WHAT THE EXERCISE ASKS =>
Make a verbatim copy of every row below, changing nothing.

(Data entries)
--

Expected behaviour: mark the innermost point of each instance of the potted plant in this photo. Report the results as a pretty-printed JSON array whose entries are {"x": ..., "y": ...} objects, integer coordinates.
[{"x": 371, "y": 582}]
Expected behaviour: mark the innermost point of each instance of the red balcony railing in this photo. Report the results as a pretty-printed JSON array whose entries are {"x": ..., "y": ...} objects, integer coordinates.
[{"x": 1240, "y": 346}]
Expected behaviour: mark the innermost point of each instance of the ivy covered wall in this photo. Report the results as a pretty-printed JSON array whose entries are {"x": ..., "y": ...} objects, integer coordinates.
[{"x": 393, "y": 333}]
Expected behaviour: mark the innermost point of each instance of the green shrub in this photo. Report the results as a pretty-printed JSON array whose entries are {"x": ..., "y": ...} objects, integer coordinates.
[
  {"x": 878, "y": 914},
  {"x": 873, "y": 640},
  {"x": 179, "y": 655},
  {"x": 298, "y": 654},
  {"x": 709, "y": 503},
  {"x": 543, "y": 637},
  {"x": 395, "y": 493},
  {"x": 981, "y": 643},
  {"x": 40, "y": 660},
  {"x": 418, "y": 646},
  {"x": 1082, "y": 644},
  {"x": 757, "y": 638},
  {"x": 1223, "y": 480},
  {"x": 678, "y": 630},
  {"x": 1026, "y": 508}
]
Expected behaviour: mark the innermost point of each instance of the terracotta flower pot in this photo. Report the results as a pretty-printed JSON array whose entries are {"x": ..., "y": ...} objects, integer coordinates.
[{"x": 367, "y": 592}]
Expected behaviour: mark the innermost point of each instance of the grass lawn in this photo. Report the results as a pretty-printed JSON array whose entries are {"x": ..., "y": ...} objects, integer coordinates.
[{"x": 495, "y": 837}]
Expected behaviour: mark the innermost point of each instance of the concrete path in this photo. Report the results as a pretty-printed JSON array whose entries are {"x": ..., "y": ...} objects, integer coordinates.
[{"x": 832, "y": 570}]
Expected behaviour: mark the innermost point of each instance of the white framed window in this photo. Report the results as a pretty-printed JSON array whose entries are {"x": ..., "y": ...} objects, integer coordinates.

--

EXERCISE RESPONSE =>
Expected behaviour: mark the innermost point of each instance of the potted plant in this photo. Report the results as a pretty-printed JSON array whose entries are {"x": ..., "y": ...} objects, integer coordinates.
[{"x": 371, "y": 582}]
Expected behaviour: mark the innermost point of each instance of the red balcony railing in this photo. Report the results as a pretty-printed JSON array whose entries are {"x": ..., "y": ...} objects, integer coordinates.
[{"x": 1240, "y": 346}]
Expected behaviour: mark the innermost point of each instance of the ivy covered wall in this photo. Report the results as a pretty-printed JSON array whose entries are {"x": ..., "y": ...} objects, integer coordinates.
[{"x": 393, "y": 333}]
Expected behaviour: mark the innermost point of each instance of the green shrub in this photo. Report the results as a pretty-printed JSON array whose entries are {"x": ..., "y": ...} objects, integer coordinates.
[
  {"x": 878, "y": 914},
  {"x": 873, "y": 640},
  {"x": 179, "y": 655},
  {"x": 298, "y": 654},
  {"x": 709, "y": 503},
  {"x": 543, "y": 637},
  {"x": 395, "y": 493},
  {"x": 981, "y": 643},
  {"x": 40, "y": 660},
  {"x": 418, "y": 646},
  {"x": 1082, "y": 644},
  {"x": 757, "y": 638},
  {"x": 1223, "y": 480},
  {"x": 678, "y": 630},
  {"x": 1026, "y": 508}
]
Expected behaviour: mark the innermost point of each instance of the terracotta flower pot in this photo. Report the results as a pretty-printed JSON array whose entries are {"x": ..., "y": ...} objects, integer coordinates.
[{"x": 367, "y": 592}]
Expected behaviour: mark the innermost point of each instance of the grass lawn in this photo. Report the results as a pretty-printed JSON array whose entries are {"x": ..., "y": ...} objects, integer coordinates.
[{"x": 495, "y": 837}]
Expected behaviour: mark the innermost point of each instance of the concrete path in this photo. Report the results as a pretty-printed JSON array whose entries are {"x": ..., "y": ...} objects, integer coordinates.
[{"x": 832, "y": 570}]
Expected behaviour: mark the innermost point of each instance of the white framed window in this photo. Report the results as a pretty-printed JSON array whose entries are {"x": ..., "y": ...} objects, integer coordinates.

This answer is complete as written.